**EXERCISE**. Scan the entries below for the word "instance". Copy each line that has it.

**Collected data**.

=== Begin Enclosure ===

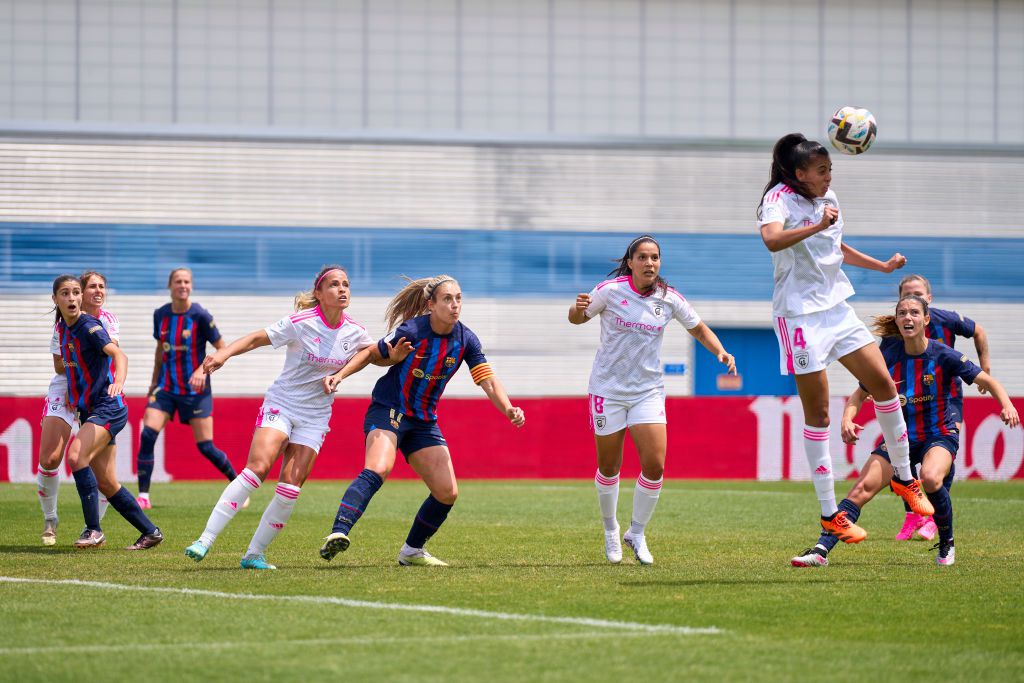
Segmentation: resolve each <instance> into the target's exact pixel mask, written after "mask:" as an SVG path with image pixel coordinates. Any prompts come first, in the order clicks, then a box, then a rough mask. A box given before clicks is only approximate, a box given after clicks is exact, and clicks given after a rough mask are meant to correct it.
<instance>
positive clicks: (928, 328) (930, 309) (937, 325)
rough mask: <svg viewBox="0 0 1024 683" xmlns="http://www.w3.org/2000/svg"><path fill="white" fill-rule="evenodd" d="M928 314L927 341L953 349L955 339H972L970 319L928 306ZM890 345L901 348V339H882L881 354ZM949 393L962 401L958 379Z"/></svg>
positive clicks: (901, 341) (883, 352) (894, 338)
mask: <svg viewBox="0 0 1024 683" xmlns="http://www.w3.org/2000/svg"><path fill="white" fill-rule="evenodd" d="M928 312H929V317H930V318H931V319H929V322H928V326H927V327H926V328H925V336H926V337H928V338H929V339H935V340H936V341H940V342H942V343H943V344H945V345H946V346H948V347H949V348H953V347H955V346H956V338H957V337H965V338H971V337H974V332H975V329H976V328H977V325H976V324H975V322H974V321H972V319H971V318H970V317H965V316H964V315H961V314H959V313H957V312H956V311H955V310H945V309H942V308H932V307H931V306H929V309H928ZM892 344H895V345H897V346H899V347H901V348H902V346H903V339H902V338H900V337H883V338H882V344H881V345H880V347H881V349H882V352H883V353H885V350H886V348H888V347H889V346H890V345H892ZM950 391H951V394H950V395H951V396H952V398H954V399H956V400H963V397H964V387H963V385H962V384H961V381H959V378H956V379H954V380H953V383H952V385H951V387H950Z"/></svg>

=== End Enclosure ===

**EXERCISE RESULT**.
Segmentation: resolve each <instance> into the target's exact pixel mask, written after "mask:" as an SVG path with image pixel coordinates. Any prompts come first, in the order clicks, then a box, then a rough mask. A box given before clicks is only approximate, a box given after clicks is exact, and clicks given after a rough mask are meant to correct it.
<instance>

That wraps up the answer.